[PROBLEM A] In the article on the drake package, what does the author say you will never need again?
[PROBLEM B] From the article on the drake package, output the passage starting with "You’ll never need" and going on through "makes drake work.".

[EXCERPT TO READ]
+--
Upgrade your workflow with drake

Drake is my new favourite R package.

Drake is a tool for orchestrating complicated workflows. You piece together a plan based on some high-level, abstract functions. These functions should be pure — they need to be defined by their inputs only, not relying on any predefined variables that aren’t in the function signature. Then, drake will take the steps in that plan and work out how to run it. Here’s how I’ve defined the plan above:

drake::drake_plan(
  new_data = new_data_to_be_scored(),
  tfidf = readr::read_rds(file_in("artefacts/tfidf.rds")),
  vectoriser = readr::read_rds(file_in("artefacts/vectoriser.rds")),
  review_rf = readr::read_rds(file_in("artefacts/review_rf.rds")),
  predictions = sentiment(new_data$review,
                          random_forest = review_rf,
                          vectoriser = vectoriser,
                          tfidf = tfidf),
  validation = validate_predictions(predictions),
  submit_predictions = target(
    submit_predictions(predictions),
    trigger = trigger(condition = validation, mode = "blacklist")
  )
)

Drake is magic. I’m not going to go through the intricacies of this plan or how drake works, since the drake documentation is some of the best I’ve ever seen for an R package. But here are some reasons to use drake:

It doesn’t matter what order you declare the steps, as drake is smart enough to determine the dependencies between them.
If you change something in a step halfway through the plan, drake will work out what needs to be rerun and only rerun that. Drake frees you from having to work out what parts of your code you need to execute when you make a change.
You’ll never need a directory of files with names like “01-setup.R”, “02-source-data.R”, etc. ever again.
Drake can work out which steps of your plan can be parallelised, and makes it easier to do so.
You’ll be encouraged to think about your project execution in terms of pure functions. R is idiomatically a functional language, and that’s the style that makes drake work.

I came across this powerful package when I was researching best practices for R. I wanted to see if I could fit drake into some sort of standardised approach to training and implementing a machine learning model.
+--
[INFORMATION SHOWN]
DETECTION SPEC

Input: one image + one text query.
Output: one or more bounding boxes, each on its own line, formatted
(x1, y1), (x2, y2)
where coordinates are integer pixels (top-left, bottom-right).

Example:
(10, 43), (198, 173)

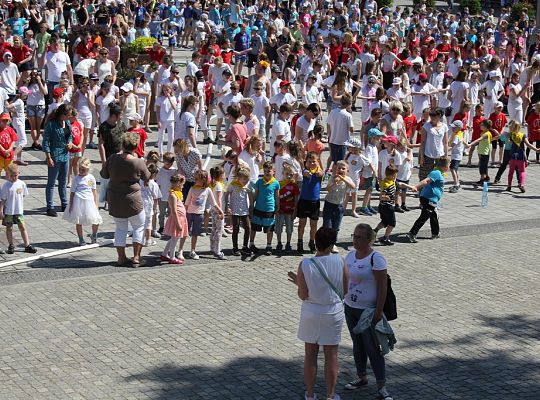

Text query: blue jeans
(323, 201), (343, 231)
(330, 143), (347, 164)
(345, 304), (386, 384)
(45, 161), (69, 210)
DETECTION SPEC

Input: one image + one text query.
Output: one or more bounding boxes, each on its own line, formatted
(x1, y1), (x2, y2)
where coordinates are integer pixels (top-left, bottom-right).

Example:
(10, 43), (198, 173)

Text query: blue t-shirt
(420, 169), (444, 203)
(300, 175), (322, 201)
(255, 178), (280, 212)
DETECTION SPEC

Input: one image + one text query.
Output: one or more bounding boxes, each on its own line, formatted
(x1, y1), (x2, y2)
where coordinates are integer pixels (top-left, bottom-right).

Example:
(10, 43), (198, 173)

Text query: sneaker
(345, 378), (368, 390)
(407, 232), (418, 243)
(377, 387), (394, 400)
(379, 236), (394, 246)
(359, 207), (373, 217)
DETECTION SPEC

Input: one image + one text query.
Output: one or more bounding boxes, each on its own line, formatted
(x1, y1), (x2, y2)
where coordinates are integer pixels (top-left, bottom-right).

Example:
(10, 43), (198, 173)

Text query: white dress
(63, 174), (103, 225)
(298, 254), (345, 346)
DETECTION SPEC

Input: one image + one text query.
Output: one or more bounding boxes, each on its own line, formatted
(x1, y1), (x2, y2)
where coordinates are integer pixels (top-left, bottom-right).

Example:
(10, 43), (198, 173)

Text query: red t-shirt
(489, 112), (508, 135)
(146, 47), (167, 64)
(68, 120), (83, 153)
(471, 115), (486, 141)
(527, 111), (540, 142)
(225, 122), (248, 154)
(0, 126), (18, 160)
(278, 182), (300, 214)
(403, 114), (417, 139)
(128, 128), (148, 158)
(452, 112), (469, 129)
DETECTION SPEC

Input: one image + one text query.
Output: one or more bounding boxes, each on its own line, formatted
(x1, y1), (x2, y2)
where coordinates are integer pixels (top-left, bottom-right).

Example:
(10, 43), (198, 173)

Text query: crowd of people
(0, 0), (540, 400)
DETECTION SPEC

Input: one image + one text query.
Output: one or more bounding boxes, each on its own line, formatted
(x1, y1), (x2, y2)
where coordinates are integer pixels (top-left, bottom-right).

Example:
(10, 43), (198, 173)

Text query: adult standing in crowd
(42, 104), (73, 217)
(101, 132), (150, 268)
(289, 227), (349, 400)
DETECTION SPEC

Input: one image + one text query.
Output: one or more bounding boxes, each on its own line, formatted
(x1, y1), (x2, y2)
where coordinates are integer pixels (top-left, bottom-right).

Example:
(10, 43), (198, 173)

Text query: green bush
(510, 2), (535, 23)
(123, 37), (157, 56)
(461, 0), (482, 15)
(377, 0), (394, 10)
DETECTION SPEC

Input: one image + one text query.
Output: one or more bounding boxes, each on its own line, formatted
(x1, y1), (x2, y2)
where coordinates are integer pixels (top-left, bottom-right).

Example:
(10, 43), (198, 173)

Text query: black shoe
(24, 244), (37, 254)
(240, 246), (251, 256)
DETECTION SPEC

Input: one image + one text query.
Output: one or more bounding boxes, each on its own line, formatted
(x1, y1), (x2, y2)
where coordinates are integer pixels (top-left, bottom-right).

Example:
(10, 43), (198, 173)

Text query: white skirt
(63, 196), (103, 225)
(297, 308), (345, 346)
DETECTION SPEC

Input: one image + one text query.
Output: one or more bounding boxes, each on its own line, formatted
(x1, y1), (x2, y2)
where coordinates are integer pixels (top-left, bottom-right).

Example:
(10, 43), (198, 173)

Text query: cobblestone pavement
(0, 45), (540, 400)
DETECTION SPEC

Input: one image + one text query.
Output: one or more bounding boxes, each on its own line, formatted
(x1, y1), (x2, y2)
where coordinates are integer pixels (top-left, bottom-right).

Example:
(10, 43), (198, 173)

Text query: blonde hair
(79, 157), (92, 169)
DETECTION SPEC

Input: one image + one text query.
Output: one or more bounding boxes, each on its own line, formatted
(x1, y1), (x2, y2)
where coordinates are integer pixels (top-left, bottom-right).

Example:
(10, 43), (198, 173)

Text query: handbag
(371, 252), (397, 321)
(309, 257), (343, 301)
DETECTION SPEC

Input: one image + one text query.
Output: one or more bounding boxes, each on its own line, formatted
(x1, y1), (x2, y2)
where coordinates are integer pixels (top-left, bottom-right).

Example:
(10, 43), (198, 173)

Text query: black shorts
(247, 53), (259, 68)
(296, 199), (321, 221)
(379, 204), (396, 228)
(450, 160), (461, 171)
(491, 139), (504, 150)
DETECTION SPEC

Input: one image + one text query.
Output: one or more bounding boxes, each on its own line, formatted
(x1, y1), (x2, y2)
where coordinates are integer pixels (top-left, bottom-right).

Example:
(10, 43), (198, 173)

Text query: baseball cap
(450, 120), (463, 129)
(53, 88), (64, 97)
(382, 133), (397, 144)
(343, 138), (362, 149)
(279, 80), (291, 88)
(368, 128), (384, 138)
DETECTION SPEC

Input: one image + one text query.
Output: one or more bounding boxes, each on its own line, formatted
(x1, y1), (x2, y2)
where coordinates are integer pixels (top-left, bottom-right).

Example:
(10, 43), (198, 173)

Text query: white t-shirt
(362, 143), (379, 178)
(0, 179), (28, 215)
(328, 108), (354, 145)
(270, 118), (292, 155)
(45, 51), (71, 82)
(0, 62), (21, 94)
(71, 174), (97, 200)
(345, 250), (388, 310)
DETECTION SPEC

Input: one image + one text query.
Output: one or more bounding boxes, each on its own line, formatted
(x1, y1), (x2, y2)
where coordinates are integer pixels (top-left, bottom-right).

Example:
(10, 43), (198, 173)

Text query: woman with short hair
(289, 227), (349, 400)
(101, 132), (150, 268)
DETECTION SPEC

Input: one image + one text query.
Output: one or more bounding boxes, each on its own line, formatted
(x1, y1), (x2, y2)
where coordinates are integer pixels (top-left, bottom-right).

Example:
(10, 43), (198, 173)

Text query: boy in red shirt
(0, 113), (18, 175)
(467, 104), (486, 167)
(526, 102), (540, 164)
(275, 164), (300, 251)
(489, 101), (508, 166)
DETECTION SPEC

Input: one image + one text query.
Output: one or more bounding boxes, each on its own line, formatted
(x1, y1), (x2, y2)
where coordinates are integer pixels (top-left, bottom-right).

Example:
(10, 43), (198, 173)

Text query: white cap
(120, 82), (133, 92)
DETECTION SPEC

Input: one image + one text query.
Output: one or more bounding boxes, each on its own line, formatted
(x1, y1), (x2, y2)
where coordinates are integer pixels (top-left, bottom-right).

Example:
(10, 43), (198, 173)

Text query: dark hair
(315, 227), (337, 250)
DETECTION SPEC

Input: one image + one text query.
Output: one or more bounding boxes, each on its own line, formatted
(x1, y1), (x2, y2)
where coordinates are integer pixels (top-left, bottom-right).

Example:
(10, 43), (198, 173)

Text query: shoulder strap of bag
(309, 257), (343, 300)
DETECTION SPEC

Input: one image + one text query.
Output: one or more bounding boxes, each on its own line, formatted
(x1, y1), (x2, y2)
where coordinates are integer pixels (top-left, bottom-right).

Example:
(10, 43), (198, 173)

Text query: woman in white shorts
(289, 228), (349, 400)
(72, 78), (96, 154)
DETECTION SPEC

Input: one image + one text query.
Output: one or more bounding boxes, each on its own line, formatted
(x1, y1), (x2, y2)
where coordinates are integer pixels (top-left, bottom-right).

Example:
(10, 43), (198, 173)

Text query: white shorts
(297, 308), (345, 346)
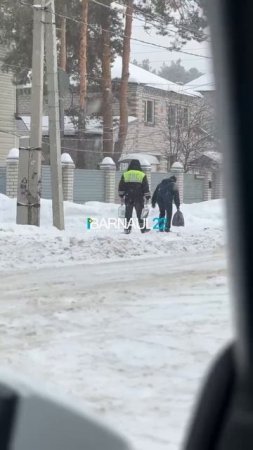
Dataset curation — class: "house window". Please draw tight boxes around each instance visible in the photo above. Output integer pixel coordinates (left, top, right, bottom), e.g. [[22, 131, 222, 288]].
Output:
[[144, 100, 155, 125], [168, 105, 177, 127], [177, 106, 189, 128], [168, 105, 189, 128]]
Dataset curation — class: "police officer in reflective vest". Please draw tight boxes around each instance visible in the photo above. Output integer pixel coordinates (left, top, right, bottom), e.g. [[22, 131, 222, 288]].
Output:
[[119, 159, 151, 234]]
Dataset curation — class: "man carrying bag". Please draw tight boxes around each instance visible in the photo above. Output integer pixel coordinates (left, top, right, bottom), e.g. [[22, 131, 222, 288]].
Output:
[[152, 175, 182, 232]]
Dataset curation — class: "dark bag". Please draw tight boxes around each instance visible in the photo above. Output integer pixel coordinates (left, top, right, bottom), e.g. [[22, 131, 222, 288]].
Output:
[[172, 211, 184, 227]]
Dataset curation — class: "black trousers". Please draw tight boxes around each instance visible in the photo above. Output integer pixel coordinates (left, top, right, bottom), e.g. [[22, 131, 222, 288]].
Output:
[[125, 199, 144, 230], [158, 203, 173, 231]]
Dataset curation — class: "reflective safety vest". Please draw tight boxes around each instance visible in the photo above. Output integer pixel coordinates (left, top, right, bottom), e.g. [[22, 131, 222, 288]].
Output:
+--
[RESPONSE A] A directory of files with names like "01-setup.R", "02-source-data.R", and so on.

[RESPONSE B]
You’ll never need a directory of files with names like “01-setup.R”, “02-source-data.R”, etc. ever again.
Drake can work out which steps of your plan can be parallelised, and makes it easier to do so.
You’ll be encouraged to think about your project execution in terms of pure functions. R is idiomatically a functional language, and that’s the style that makes drake work.